Copy nothing but the text: reproduce each line of the listing exactly and leave the pictures out.

[Start Extracted records]

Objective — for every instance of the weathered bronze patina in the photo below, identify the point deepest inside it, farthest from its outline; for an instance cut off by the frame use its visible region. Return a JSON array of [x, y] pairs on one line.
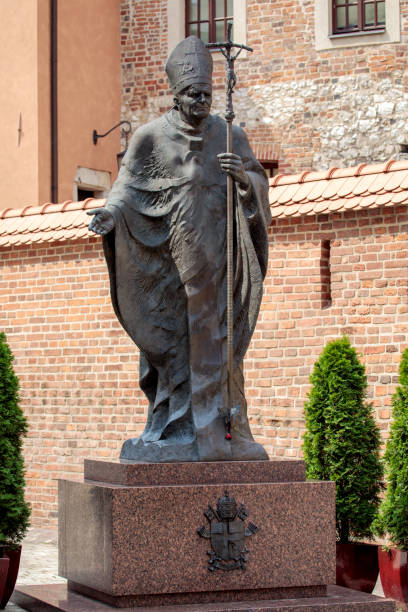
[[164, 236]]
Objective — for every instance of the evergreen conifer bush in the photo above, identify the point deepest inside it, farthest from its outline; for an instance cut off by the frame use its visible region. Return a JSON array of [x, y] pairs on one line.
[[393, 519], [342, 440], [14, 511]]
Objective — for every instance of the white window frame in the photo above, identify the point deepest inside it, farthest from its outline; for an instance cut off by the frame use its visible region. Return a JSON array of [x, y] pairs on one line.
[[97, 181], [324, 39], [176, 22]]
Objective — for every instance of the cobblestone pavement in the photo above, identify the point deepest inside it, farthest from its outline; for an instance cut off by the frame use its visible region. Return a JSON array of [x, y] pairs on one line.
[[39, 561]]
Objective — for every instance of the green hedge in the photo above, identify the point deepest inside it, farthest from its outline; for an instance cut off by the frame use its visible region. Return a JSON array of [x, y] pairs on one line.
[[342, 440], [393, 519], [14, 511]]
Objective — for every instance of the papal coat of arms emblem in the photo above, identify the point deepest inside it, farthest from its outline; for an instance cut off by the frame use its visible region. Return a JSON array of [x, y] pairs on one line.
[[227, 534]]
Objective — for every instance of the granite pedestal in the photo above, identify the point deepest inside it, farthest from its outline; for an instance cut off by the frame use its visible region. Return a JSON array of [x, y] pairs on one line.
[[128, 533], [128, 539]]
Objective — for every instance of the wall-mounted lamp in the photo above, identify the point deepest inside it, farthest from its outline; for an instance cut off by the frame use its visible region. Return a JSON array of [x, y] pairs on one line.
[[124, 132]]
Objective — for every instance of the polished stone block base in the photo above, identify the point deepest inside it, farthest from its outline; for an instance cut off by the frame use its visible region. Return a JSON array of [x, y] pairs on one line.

[End Extracted records]

» Result of this exercise
Objective — for every instance of the weathered bronze patina in the photo below, identify the point deepest inside it, farthest from its outline; for an instance cut off by the frame use its visible region. Return a JSON array of [x, y] pairs on one line.
[[164, 236]]
Objective — for every instance of the evergreen conifer bush in the photo above, identify the point deepest inside it, farthest from its outline; for an instance cut off by the frame use its visible region. Return a JSON array of [x, y] pairs on one line.
[[393, 519], [342, 440], [14, 511]]
Objective — for every instance of the white window frame in the photo above, identify the point deepest inside it, farthest from its outline; for an instance cut off by the frame use its visible region. Return a JSON array of [x, y] pairs on one line.
[[97, 181], [324, 39], [176, 22]]
Objective — for every instance of the cobblestone pavement in the photo above, identify the point deepest inside it, farthest from its outline; for an instance cut off by the frame use its visible region. Return a JSON array of [x, y] pairs on one line.
[[39, 561]]
Objective — for every instance of the green hedge in the photo above, identify the point deepest inside it, farthest from its outline; for an instance cut off by the frame use its visible region. Return a JSON array of [x, y] pairs on one line.
[[342, 440], [393, 519], [14, 511]]
Objective — for every instance of the papal coat of arms emblem in the photo above, identify the point deepest inside it, farthest from its outline; for an instance cut off by the frame use its visible region. Return a JSON array of [x, y] pairs on one line.
[[227, 534]]
Objective — for every instance of the granite pedestal in the photo above, identify the point deepest inside it, farthest from its outline; for an instance cut off by the frame use its visible region. Return a JSON array of [x, y] pairs on one line.
[[128, 533], [128, 539]]
Objective — for every instance of the wall-mounted lamp in the photo above, identify the point deepest inside it, farthest from its outline; for an instance cut off by the frame use its visible region. Return a JSON array of [x, y] pairs on one line.
[[124, 132]]
Objective — for every instance of the polished stone block base in the photo above, identify the point deepest inside it, farthest from its outline; for an instance cut off by the frame use its visible region. Return a JSON array of [x, y] pairs on one line.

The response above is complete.